PROBLEMS
1. Answer these about the sentence segmenter notebook code:
(a) Which list of headers includes "ORDER"?
(b) In make_span_data, how is the value for 'start_normalized' computed?
(c) What value is passed for offsets when luima.text2sentences is called?
2. Copy the sentence segmenter notebook code between "sentences = list(doc.sents)" and "doc = luima.text2sentences(text, offsets=False)", inclusive.
3. Continue the sentence segmenter notebook code from its last line.

PROVIDED PASSAGE
In [None]:
import sys
sys.path.append('../code')
import os
from pathlib import Path
import json
import random
import numpy as np
import spacy


from tqdm import tqdm
import spacy
import json
import random
import re
import pandas as pd
import numpy as np
from copy import deepcopy
from sklearn import model_selection
from spacy.tokenizer import Tokenizer
from spacy.lang.en import English
from spacy.symbols import ORTH
from sklearn.feature_extraction import DictVectorizer
from sklearn.feature_extraction.text import TfidfVectorizer
from sklearn.svm import SVC
from sklearn.ensemble import RandomForestClassifier
from sklearn.naive_bayes import GaussianNB
from sklearn.metrics import classification_report, confusion_matrix
from sklearn import tree
import matplotlib.pyplot as plt
from spacy.language import Language
from luima_sbd import sbd_utils as luima

# Phase 2 - Decisidng on a Sentence Segmenter

### Defining some functions

In [None]:
single_word_headers = ["REPRESENTATION",
                       "____________________________________________",
                       "ORDER",
                       "INTRODUCTION",
                      ]


other_headers = ["THE ISSUE",
                 "WITNESS AT HEARING ON APPEAL",
                 "ATTORNEY FOR THE BOARD",
                 "FINDINGS OF FACT",
                 "CONCLUSION OF LAW",
                 "REASONS AND BASES FOR FINDING AND CONCLUSION",
                ]

In [None]:
# get all sentences assuming every annotation is a sentence
def make_span_data(documents_by_id, types_by_id, annotations):
    span_data = []
    for a in annotations:
        start = a['start']
        end = a['end']
        document_txt = documents_by_id[a['document']]['plainText']
        atype = a['type']
        sd = {'txt': document_txt[start:end],
              'document': a['document'],
              'type': types_by_id[atype]['name'],
              'start': a['start'],
              'start_normalized': a['start'] / len(document_txt),
              'end': a['end']}
        span_data.append(sd)
    return span_data

In [None]:
def prepare_ann_span_by_doc(spans, doc_id):
    start = []
    end = []
    for span in spans:
        if span['document'] == doc_id:
            start.append(span['start'])
            end.append(span['end'])
    return start, end

In [None]:
def generate_ann_span_by_doc_with_spacy(train_doc_ids, nlp):
    gen_ann_span_by_doc = {}
    for train_id in tqdm(train_doc_ids, disable=True):
        text = documents_by_id[train_id]['plainText']
        doc = nlp(text)
        sentences = list(doc.sents)
        sentence_starts = [sent.start_char for sent in sentences]
        sentence_ends = [sent.end_char for sent in sentences]
        gen_ann_span_by_doc[train_id] = {'start': sentence_starts, 'end': sentence_ends}
    return gen_ann_span_by_doc

In [None]:
def generate_ann_span_by_doc_with_luima(train_doc_ids, nlp=None):
    gen_ann_span_by_doc = {}
    for train_id in tqdm(train_doc_ids, disable=True):
        text = documents_by_id[train_id]['plainText'].strip()
        doc = luima.text2sentences(text, offsets=False)

AVAILABLE DATA
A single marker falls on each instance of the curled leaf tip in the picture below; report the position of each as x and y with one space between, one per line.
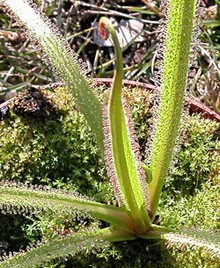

RESULTS OF THE TASKS
1.
(a) single_word_headers
(b) a['start'] divided by len(document_txt)
(c) False

2.
sentences = list(doc.sents)
        sentence_starts = [sent.start_char for sent in sentences]
        sentence_ends = [sent.end_char for sent in sentences]
        gen_ann_span_by_doc[train_id] = {'start': sentence_starts, 'end': sentence_ends}
    return gen_ann_span_by_doc

In [None]:
def generate_ann_span_by_doc_with_luima(train_doc_ids, nlp=None):
    gen_ann_span_by_doc = {}
    for train_id in tqdm(train_doc_ids, disable=True):
        text = documents_by_id[train_id]['plainText'].strip()
        doc = luima.text2sentences(text, offsets=False)

3.
        indices = luima.text2sentences(text, offsets=True)
        
        sentence_starts = [ind[0] for ind in indices]
        sentence_ends = [ind[1] for ind in indices]
        gen_ann_span_by_doc[train_id] = {'start': sentence_starts, 'end': sentence_ends}
    return gen_ann_span_by_doc

In [None]:
def find_closest_start_point(train_doc_ids, true_ann_span_by_doc, gen_ann_span_by_doc):
    closest_by_id = {}
    for train_id in train_doc_ids:
        true_spans = []
        closest_neighbors = []
        for true_start, true_end in zip(true_ann_span_by_doc[train_id]['start'], true_ann_span_by_doc[train_id]['end']):
            dist = 7000000
            for gen_start, gen_end in zip(gen_ann_span_by_doc[train_id]['start'], gen_ann_span_by_doc[train_id]['end']):
                cal_dist = abs(true_start - gen_start)
                if cal_dist < dist:
                    dist = cal_dist
                    closest_neighbor = {'start': gen_start, 'end': gen_end}
            
            true_spans.append({'start': true_start, 'end': true_end})
            closest_neighbors.append(closest_neighbor)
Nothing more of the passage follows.